◆ **INSTRUCTION**: Starting at the beginning of the records and ending with the line that contains "80 134 110 172", give every line as one string in a JSON list. Leave out blank lines and the pictures.
start
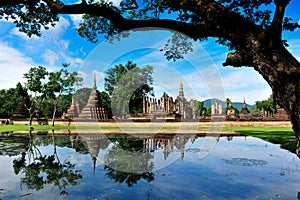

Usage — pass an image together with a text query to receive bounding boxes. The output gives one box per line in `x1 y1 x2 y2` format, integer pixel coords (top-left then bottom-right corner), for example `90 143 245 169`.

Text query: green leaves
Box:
0 1 59 37
104 61 153 116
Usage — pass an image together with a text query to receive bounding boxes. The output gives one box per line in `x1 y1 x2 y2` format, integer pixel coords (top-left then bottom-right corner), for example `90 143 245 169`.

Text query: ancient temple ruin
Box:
11 97 29 120
211 100 222 115
239 98 252 120
65 76 108 120
143 82 197 119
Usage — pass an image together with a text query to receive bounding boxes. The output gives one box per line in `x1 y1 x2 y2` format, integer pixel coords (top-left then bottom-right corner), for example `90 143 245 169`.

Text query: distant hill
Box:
204 98 255 110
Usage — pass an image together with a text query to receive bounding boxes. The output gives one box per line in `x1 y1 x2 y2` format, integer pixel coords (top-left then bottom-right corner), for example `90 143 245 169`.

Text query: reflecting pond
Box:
0 130 300 200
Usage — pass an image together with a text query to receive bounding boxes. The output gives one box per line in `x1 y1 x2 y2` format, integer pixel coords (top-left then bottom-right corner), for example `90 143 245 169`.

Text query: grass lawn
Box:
0 124 297 153
224 126 297 153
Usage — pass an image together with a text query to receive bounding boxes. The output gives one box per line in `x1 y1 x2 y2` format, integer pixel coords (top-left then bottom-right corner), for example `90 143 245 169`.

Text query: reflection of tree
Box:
104 136 154 187
13 133 82 194
104 165 154 187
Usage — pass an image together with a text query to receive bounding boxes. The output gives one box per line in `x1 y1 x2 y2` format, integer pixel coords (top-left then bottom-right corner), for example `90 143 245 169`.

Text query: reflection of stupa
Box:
80 134 110 172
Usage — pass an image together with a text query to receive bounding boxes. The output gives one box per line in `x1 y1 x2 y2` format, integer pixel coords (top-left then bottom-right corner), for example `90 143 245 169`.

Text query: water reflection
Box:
13 131 82 195
0 131 300 199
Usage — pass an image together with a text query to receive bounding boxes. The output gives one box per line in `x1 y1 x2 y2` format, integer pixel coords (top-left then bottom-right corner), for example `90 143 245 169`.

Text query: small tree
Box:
43 64 82 126
24 66 48 126
104 61 153 116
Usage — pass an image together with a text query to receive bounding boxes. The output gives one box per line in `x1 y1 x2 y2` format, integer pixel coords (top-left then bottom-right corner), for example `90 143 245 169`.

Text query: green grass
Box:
0 124 297 153
224 126 297 153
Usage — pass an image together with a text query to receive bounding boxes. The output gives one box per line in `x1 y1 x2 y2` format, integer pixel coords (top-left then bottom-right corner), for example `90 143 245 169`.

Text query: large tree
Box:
24 66 48 126
0 0 300 137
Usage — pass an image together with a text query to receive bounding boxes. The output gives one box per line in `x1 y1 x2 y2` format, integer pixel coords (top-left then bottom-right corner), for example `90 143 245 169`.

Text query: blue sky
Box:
0 0 300 104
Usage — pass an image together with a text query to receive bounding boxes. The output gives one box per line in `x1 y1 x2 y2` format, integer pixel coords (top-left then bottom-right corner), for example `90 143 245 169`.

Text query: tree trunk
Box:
254 47 300 138
52 103 57 126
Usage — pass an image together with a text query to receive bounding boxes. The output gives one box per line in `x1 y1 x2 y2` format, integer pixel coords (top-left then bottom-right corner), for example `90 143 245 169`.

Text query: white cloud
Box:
41 49 59 66
0 41 34 89
70 15 83 28
60 52 84 68
93 70 105 82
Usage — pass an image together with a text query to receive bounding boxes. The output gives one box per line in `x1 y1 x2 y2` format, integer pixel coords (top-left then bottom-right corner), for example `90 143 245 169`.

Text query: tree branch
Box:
269 0 290 44
222 51 253 67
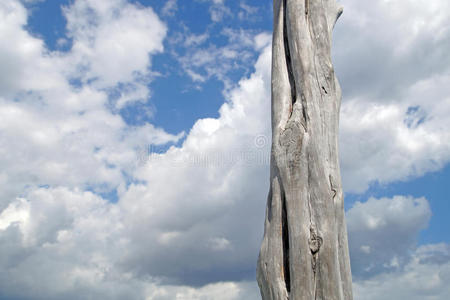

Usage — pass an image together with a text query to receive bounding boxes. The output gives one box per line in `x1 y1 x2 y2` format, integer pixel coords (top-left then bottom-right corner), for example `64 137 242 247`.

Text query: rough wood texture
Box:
257 0 353 300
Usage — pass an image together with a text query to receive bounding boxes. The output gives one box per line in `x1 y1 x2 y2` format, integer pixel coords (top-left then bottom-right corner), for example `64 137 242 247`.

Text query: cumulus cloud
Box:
347 196 431 280
353 244 450 300
0 0 450 300
333 0 450 192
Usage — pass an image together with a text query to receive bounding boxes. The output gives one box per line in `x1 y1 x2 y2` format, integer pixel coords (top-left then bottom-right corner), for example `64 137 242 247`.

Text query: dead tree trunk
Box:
257 0 353 300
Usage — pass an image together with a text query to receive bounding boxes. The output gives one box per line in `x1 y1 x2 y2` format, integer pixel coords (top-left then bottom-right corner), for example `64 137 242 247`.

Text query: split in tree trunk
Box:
257 0 352 300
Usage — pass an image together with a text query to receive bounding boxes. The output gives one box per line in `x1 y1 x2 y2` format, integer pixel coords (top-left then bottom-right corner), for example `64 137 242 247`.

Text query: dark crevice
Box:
283 0 297 110
281 185 291 293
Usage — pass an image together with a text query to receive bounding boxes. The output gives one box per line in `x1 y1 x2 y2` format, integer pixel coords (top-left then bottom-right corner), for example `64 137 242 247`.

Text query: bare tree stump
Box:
257 0 353 300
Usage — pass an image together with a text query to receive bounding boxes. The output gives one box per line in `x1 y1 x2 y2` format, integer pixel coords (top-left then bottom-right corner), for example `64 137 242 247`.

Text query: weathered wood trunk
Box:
257 0 353 300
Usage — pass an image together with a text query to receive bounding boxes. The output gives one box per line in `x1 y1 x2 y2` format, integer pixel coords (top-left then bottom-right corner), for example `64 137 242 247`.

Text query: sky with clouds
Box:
0 0 450 300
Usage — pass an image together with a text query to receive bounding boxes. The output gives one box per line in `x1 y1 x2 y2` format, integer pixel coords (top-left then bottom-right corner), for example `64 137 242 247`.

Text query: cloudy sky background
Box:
0 0 450 300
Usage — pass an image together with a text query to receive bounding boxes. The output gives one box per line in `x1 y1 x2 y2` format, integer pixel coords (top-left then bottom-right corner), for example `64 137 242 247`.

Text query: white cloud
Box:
161 0 178 16
353 244 450 300
0 0 450 300
347 196 431 280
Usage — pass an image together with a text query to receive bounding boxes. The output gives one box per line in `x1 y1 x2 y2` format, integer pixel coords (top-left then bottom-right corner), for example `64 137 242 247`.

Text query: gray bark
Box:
257 0 353 300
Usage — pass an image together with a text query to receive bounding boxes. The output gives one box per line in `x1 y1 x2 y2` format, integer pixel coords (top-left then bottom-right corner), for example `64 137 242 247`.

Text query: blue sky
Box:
0 0 450 300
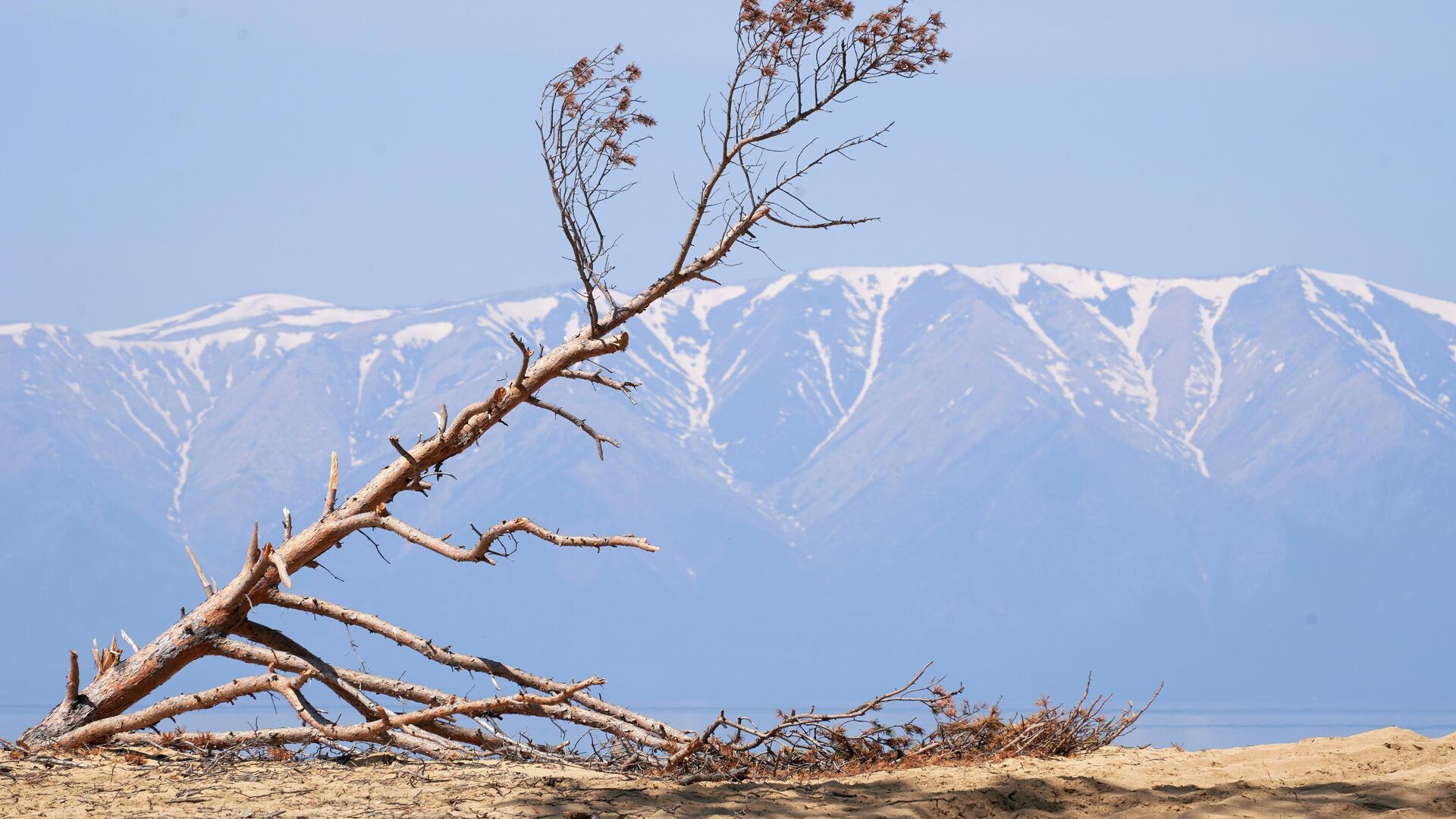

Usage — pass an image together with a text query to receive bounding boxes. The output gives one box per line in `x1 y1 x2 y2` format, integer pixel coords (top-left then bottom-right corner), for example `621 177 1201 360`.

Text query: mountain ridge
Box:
0 264 1456 726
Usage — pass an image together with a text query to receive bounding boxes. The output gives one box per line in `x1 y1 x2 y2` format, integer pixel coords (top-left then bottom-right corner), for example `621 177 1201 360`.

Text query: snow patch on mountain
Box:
391 322 454 347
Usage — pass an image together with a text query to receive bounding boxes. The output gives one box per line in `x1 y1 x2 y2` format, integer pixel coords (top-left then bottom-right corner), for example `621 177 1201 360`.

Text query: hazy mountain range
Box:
0 264 1456 740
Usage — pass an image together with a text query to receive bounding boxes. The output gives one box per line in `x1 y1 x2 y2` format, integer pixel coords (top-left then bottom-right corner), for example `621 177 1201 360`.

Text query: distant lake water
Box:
11 701 1456 751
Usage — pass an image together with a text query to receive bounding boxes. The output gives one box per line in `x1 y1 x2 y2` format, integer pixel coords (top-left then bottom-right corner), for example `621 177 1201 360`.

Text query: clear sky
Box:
0 0 1456 329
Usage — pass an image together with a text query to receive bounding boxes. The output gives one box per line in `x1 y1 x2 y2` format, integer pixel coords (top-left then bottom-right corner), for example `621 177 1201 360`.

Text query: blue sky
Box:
0 0 1456 329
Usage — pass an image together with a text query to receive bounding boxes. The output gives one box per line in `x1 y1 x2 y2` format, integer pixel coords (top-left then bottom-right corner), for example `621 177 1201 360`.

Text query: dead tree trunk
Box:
20 0 949 767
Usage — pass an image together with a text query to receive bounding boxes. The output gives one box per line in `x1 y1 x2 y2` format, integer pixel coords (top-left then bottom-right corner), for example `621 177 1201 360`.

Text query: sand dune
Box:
0 729 1456 819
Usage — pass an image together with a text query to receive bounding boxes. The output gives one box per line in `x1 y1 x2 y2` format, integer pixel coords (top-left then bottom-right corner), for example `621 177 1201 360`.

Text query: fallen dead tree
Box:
11 0 1136 778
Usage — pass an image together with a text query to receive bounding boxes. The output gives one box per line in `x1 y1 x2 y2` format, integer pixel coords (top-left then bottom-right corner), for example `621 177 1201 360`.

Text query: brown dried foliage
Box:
8 0 1159 781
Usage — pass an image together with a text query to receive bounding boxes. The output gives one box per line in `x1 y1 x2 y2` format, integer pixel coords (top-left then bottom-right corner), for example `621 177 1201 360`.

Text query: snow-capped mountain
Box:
0 264 1456 728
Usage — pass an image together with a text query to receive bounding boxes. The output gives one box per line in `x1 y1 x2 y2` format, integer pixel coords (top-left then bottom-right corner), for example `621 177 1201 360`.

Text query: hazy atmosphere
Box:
0 0 1456 329
0 0 1456 819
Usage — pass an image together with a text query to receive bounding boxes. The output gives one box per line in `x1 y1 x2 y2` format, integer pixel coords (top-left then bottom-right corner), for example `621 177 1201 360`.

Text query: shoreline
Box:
0 727 1456 819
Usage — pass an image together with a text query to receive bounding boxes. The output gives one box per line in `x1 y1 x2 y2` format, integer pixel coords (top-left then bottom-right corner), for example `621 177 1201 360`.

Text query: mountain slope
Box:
0 265 1456 726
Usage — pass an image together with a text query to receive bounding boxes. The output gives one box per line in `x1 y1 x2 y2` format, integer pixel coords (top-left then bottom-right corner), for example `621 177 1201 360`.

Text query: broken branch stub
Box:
5 0 1153 781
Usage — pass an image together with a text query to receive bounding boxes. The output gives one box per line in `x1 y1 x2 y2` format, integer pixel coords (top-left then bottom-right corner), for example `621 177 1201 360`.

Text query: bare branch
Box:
65 651 82 704
526 395 622 460
323 452 339 514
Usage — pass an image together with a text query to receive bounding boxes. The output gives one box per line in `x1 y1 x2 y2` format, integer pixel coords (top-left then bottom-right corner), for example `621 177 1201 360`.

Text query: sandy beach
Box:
0 727 1456 819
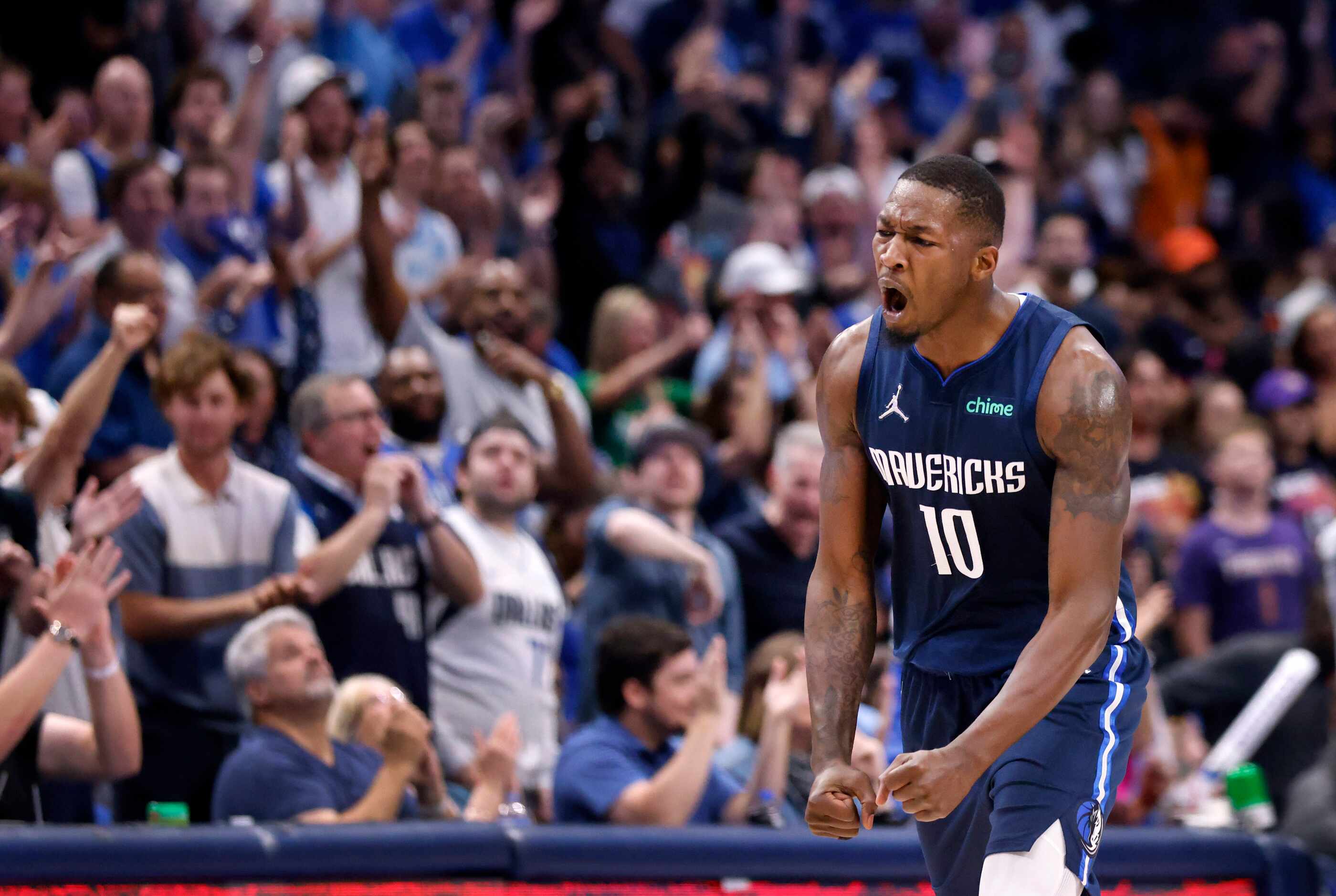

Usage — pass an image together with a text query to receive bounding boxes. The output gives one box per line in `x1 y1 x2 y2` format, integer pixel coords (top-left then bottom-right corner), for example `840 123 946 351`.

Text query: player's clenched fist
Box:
876 747 982 821
807 762 876 840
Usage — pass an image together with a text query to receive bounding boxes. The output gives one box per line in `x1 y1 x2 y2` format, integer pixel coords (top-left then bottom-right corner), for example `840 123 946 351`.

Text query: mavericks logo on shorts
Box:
1077 800 1104 856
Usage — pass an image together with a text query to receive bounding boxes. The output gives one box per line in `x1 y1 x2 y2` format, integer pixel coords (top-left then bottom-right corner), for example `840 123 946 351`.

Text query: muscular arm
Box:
538 388 597 498
957 329 1132 771
23 339 131 511
804 323 886 774
358 182 410 346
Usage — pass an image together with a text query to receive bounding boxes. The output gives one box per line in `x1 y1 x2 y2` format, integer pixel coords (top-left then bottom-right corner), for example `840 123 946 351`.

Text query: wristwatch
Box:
414 508 449 531
542 376 567 402
47 620 79 650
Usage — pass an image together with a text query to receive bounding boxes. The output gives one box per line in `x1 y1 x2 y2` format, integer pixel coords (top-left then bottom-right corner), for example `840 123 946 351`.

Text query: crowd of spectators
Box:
0 0 1336 853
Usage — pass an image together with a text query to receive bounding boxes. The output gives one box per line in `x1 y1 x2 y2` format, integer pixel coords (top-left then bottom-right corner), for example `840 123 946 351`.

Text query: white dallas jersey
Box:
428 505 567 788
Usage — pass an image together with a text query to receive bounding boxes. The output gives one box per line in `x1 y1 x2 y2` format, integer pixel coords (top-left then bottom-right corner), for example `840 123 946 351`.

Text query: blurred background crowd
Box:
0 0 1336 852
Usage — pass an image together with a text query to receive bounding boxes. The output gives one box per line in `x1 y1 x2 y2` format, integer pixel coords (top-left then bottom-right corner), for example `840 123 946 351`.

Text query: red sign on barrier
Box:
0 880 1257 896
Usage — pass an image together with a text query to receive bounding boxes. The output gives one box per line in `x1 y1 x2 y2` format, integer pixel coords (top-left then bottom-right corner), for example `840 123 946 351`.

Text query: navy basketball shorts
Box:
901 638 1150 896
end
◆ **EXPECTED ANSWER**:
[
  "Usage — pass an image together with a text query to receive bounding boxes. The output gives one box per line in `x1 y1 x2 y2` format, integer pixel coords (top-left then bottom-right corner), for example `90 143 245 169`.",
  "Text query: green leaves",
  "Box:",
  "0 1 59 37",
  "104 61 153 116",
  "Usage — pass an image together with a text query to receive bounding boxes. The output gives one box per line in `x1 y1 x2 y2` format, integer pixel coords (top-left then bottom-right corner), for example `90 143 245 169`.",
  "Text query: ancient temple ruin",
  "Box:",
  "11 97 29 120",
  "211 100 222 115",
  "239 98 252 120",
  "65 76 108 120",
  "143 82 197 119",
  "Usage — pass an image together with a text query to receive bounding boxes. The output gives one box per line in `x1 y1 x2 y2` format, integer pixel coords (top-left then bottom-right corner), for example `90 143 245 169`.",
  "Text query: distant hill",
  "Box:",
  "204 98 255 110",
  "Usage — pass an image together with a text query to receive bounding boxes. The output gives one box per line in `x1 y1 x2 y2` format, integer pixel coords (top-left then bottom-right corner), for example `90 143 245 169`.",
  "Text query: reflecting pond",
  "Box:",
  "0 130 300 200",
  "Usage — pass an image together with a text query to receive bounding boxes. The output gives one box per line in `x1 y1 x2 y2` format, integer pixel coords (top-left then bottom-right corner), for example `90 143 245 169`.",
  "Text query: grass lawn",
  "Box:",
  "0 124 297 153",
  "224 126 297 153",
  "Usage — pass an image together with a text query to receive bounding boxes. The output gives one box per line in `x1 y1 x2 y2` format, integer pixel coords (top-left then bottom-right corner), for example `90 143 245 169`.",
  "Text query: reflection of tree",
  "Box:",
  "104 136 154 187",
  "13 133 82 194",
  "104 165 154 187",
  "Usage — pass an image together with a text query to receive bounding boxes. The output gives one box per line in `x1 y1 x2 y2` format, integer pixel coords (top-left then bottom-right corner), for example `90 143 245 169`.",
  "Text query: reflection of stupa",
  "Box:",
  "80 134 110 172"
]